WHAT YOU HAVE TO DO ::
In the text on socialism and liberal activism, what are the Tea partiers armed with?

TEXT PROVIDED ::
BEGIN

Sunday 24 January 2010

Examples of socialism working well? Various types and degrees of socialism are working well all over the planet, ranging from the communal sharing of certain indigenous peoples, to the adaptations one sees in Scandinavian countries and elsewhere in Europe. Toss the political rhetoric and just look. The common citizens are secure, at least until the innumerable world corporatists plotting to blow them out of the water succeed. And they will. They can’t lose. Capitalist corporations have a grip on the world’s monetary system, and most importantly, the means of production to supply the world’s human needs. Especially in the so-called “advanced countries.” People everywhere salute advancement. And world’s corporate cartels get to define advancement. To them advancement is the degree of cheap unnecessary crap you can ram down the people’s throats, and how much you can blackmail human beings for such things as health care. Not to mention convince them that the rest of the world is not safe, that it is not made up of ordinary folks who just wanna raise families, screw and sleep well at nights, but rather is full of murderous heathens out to enslave the local Cub Scout Troop and blow up the neighborhood 7-Eleven. Joe Bageant

Thursday 14 January 2010

It doesn’t work. Not for liberals. Tea partiers armed with baseball bats and megaphones get results. But liberal activism is sort of like sending a rabbit to sell wolves on the benefits of veganism. Liberal activism requires convincing the pissed off and scared citizenry that your guy is different, better, more kind and possessive of the higher moral ground than his opponent, and will govern accordingly. This is hard stuff to peddle in a nation that has, for quite understandable reasons, grown meaner, more distrustful and more ideological over the past 30 years, not to mention demonstrably more stupid, and more ideological (which comes along with becoming more stupid) over the past thirty years. Joe Bageant

Monday 11 January 2010

I know a slew of these people all over the nation and I can tell you this: they honestly do not give a tinker’s damn about abortion. They really don’t. Not one in a hundred. You will never hear any of them mention the word abortion, except when their preachers and self-designated spokespersons or news reporters urge them to. Or when they are expected to offer some kind of political opinion, or show verbal credentials they are one of their crowd. The term abortion is tucked away somewhere in their heads in a file holding the vague lexicon of “stuff I understand that I should believe in.” There it remains, a stale unexamined little brain fart until the appropriate hot button word is pressed, until summonsed up by those who instruct them directly or indirectly as to what they should believe.

END

Rows from an object pointing dataset ::
BEGIN

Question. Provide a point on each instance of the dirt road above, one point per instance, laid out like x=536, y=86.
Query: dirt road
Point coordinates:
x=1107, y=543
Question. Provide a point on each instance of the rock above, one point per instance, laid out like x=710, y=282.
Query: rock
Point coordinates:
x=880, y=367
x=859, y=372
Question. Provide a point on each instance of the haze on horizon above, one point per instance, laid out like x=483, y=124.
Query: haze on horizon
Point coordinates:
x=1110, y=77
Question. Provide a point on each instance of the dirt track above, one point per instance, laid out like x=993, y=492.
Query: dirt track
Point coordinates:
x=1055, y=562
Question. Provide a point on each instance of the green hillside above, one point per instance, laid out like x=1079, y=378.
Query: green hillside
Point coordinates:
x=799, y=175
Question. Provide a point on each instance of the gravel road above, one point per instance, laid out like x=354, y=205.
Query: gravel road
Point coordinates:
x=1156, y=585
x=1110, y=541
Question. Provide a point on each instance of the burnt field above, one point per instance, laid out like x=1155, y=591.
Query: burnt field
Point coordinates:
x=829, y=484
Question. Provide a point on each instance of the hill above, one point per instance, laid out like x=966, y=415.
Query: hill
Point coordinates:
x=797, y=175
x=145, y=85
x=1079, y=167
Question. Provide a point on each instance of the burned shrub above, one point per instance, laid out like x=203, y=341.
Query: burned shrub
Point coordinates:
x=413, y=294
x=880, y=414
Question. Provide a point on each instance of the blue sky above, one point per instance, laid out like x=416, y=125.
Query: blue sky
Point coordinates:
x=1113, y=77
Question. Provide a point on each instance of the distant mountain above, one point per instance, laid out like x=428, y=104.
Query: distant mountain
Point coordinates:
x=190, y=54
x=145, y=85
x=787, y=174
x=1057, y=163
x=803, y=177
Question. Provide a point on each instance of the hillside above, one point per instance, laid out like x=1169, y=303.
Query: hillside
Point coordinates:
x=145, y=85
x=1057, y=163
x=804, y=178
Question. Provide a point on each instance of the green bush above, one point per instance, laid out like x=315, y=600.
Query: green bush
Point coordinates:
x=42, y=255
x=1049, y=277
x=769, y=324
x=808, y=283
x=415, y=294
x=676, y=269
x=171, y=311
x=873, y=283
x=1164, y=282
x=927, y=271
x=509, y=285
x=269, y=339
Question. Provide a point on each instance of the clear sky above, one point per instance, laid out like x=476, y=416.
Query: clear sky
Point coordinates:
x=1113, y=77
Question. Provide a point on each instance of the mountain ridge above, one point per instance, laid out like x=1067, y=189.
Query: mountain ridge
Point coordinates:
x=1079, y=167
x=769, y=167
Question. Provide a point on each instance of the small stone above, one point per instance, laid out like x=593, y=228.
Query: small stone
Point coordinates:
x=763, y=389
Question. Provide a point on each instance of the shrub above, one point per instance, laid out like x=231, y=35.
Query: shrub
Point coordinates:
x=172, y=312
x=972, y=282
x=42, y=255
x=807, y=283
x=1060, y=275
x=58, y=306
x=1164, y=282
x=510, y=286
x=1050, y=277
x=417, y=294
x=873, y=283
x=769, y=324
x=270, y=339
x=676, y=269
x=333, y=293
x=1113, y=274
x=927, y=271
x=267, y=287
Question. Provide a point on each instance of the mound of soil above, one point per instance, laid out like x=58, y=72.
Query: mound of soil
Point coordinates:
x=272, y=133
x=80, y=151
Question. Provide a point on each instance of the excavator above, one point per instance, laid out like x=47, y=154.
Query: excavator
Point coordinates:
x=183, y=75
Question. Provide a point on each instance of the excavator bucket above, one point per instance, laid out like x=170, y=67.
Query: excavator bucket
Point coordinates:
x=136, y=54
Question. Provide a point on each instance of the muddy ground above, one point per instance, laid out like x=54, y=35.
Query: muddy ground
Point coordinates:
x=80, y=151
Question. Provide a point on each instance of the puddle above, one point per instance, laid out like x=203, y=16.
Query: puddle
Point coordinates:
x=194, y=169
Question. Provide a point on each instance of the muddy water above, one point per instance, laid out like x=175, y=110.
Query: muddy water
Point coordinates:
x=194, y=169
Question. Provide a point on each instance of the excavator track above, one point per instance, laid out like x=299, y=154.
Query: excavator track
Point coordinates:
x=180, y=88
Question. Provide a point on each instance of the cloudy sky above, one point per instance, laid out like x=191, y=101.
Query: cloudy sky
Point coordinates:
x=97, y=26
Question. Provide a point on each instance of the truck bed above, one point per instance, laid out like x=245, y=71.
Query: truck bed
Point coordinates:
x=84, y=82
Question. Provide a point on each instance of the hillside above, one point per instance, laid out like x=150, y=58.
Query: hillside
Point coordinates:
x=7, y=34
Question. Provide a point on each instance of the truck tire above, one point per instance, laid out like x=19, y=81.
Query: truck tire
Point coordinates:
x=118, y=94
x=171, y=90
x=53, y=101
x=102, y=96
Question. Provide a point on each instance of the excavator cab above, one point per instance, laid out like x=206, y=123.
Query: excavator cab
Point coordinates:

END

SOLUTION TO THIS PROBLEM ::
Baseball bats and megaphones.